--- BEGIN DATASET ROWS ---

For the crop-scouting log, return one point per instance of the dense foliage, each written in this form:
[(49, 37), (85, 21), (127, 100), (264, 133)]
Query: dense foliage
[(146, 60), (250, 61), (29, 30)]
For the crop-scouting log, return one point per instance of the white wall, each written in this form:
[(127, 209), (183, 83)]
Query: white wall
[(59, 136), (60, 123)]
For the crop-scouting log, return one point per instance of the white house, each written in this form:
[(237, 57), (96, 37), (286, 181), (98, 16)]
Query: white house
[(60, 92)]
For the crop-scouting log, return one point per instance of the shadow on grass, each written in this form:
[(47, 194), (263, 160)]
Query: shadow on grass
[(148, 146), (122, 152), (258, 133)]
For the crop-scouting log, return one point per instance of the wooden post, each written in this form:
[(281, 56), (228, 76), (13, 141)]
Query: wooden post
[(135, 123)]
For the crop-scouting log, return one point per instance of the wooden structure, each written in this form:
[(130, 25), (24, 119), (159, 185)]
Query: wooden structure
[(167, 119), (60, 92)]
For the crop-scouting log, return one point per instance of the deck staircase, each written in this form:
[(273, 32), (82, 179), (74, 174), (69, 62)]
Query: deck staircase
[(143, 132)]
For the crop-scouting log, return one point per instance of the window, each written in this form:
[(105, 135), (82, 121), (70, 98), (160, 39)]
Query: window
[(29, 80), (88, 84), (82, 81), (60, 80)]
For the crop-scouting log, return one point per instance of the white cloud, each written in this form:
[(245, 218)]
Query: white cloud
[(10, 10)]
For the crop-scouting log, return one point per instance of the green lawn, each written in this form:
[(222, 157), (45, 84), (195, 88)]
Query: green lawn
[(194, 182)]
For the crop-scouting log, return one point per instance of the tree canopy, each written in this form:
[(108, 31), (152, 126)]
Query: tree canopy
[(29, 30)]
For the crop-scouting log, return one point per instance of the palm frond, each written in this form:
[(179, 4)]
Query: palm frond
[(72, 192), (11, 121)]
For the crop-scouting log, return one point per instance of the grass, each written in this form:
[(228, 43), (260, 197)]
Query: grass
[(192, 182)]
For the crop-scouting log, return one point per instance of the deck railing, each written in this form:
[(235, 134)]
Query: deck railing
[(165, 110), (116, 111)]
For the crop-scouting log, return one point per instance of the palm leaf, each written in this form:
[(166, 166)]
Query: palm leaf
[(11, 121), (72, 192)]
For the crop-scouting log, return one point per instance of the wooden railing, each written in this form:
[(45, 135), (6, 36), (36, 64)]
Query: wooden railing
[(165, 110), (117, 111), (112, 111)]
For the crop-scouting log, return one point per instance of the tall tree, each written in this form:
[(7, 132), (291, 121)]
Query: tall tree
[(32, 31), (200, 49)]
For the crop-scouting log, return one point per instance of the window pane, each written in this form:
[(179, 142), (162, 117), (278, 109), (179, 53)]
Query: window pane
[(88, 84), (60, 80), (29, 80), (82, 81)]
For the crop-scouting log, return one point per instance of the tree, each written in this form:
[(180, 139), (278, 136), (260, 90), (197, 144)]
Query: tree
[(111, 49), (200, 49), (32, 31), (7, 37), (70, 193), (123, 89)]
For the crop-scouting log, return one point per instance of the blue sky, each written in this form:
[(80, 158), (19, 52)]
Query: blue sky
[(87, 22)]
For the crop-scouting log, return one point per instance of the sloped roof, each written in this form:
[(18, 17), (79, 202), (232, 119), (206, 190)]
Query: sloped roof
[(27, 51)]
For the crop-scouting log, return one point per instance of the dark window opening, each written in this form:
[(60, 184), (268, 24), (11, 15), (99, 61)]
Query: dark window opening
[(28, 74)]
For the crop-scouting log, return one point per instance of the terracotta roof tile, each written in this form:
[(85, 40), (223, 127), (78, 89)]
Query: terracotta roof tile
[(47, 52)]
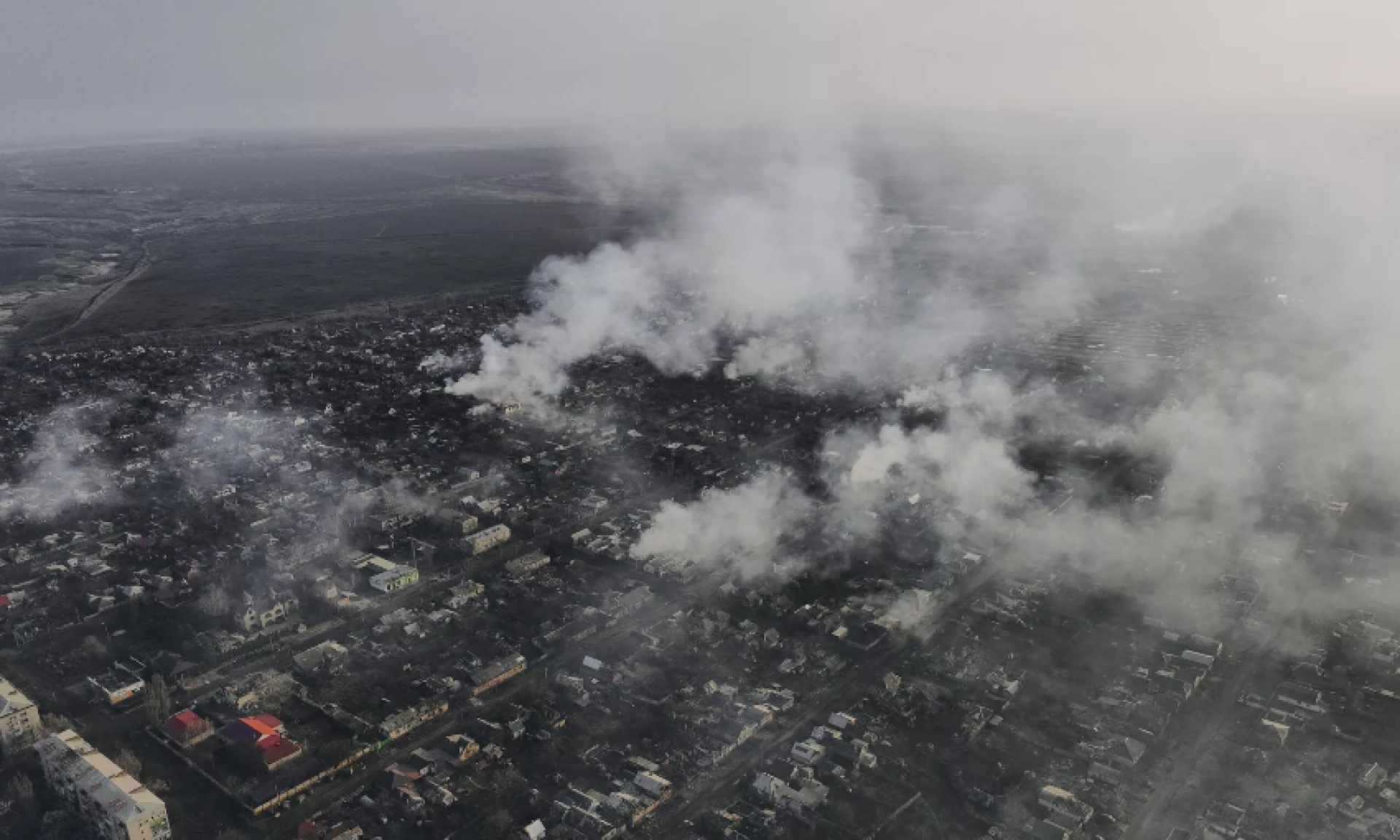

--- END DATASET ROWS ---

# [EXERCISE INSTRUCTIONS]
Rewrite the data from the line with "wooden structure, each" to the line with "[(167, 119), (60, 92)]", putting "timber structure" wherever "wooden structure" appears and keeping everything else the same.

# [ANSWER FOR THIS EXERCISE]
For the crop-scouting log, return one point per instance of the timber structure, each written in this form:
[(130, 25), (24, 119), (159, 185)]
Query: timber structure
[(167, 119), (60, 92)]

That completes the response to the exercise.